Given entries
# # # #

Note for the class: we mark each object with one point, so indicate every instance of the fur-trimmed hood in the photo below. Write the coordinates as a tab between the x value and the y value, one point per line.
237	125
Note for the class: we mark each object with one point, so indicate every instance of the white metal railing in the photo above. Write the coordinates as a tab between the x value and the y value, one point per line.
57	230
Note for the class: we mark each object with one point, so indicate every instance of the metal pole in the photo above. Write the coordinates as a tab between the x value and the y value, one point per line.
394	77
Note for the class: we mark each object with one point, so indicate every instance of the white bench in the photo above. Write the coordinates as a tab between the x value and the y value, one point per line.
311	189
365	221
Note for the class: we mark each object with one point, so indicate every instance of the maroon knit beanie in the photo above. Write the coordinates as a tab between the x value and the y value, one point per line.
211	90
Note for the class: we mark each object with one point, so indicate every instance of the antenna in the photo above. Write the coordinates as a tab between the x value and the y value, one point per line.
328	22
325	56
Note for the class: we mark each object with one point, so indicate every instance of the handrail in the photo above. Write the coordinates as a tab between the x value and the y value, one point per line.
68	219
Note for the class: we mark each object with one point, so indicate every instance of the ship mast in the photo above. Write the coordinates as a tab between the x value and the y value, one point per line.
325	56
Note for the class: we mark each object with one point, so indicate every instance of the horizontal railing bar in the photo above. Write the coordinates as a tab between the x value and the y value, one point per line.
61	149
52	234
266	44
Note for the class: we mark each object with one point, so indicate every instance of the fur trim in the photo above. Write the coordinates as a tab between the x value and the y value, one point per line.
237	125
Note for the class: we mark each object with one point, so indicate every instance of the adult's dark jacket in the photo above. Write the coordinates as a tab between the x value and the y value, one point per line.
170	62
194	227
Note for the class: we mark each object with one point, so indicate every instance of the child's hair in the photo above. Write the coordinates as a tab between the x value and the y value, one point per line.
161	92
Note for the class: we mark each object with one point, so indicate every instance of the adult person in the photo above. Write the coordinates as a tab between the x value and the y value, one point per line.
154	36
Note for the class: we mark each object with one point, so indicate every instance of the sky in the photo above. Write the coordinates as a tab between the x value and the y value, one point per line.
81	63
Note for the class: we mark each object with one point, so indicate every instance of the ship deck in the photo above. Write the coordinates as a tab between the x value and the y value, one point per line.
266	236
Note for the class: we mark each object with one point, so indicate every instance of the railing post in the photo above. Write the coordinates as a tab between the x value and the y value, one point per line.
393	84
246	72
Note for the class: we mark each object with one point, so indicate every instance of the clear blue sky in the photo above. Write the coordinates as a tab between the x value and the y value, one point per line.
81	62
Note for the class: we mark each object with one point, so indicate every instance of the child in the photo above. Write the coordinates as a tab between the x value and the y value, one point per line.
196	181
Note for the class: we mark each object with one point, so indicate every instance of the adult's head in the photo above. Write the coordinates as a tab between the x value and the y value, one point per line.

# # # #

Task details
Extract every line from the one containing "the ship deck" to the end of the entries, including both of those lines, exactly as given and with nothing added.

Reply to the task
Note for the class: we mark each object with one point, so indicate every instance of the ship deck in the photo above. Write the coordinates as a tab between the x value and the y value, one point per line.
266	236
Note for the class: we mark each object with one point, so indicate every instance of the railing post in the photo above. Write the coordinates as a tab between the x value and the y value, one point per line.
393	84
246	72
Note for the class: we mark each object with one point, so indicate every instance of the clear blue sky in the photo above. Write the coordinates as a tab between the x value and the y value, one point per line.
81	62
Note for the class: we mark each object with one point, so indicate every instance of the child in the photo above. Write the coordinates as a tab between the x value and the y value, one point per line.
196	181
Note for the class: we mark each object with one point, so indicate every instance of the adult's head in the photo above. Write the coordinates as a tab between the x value and the y value, one point per line.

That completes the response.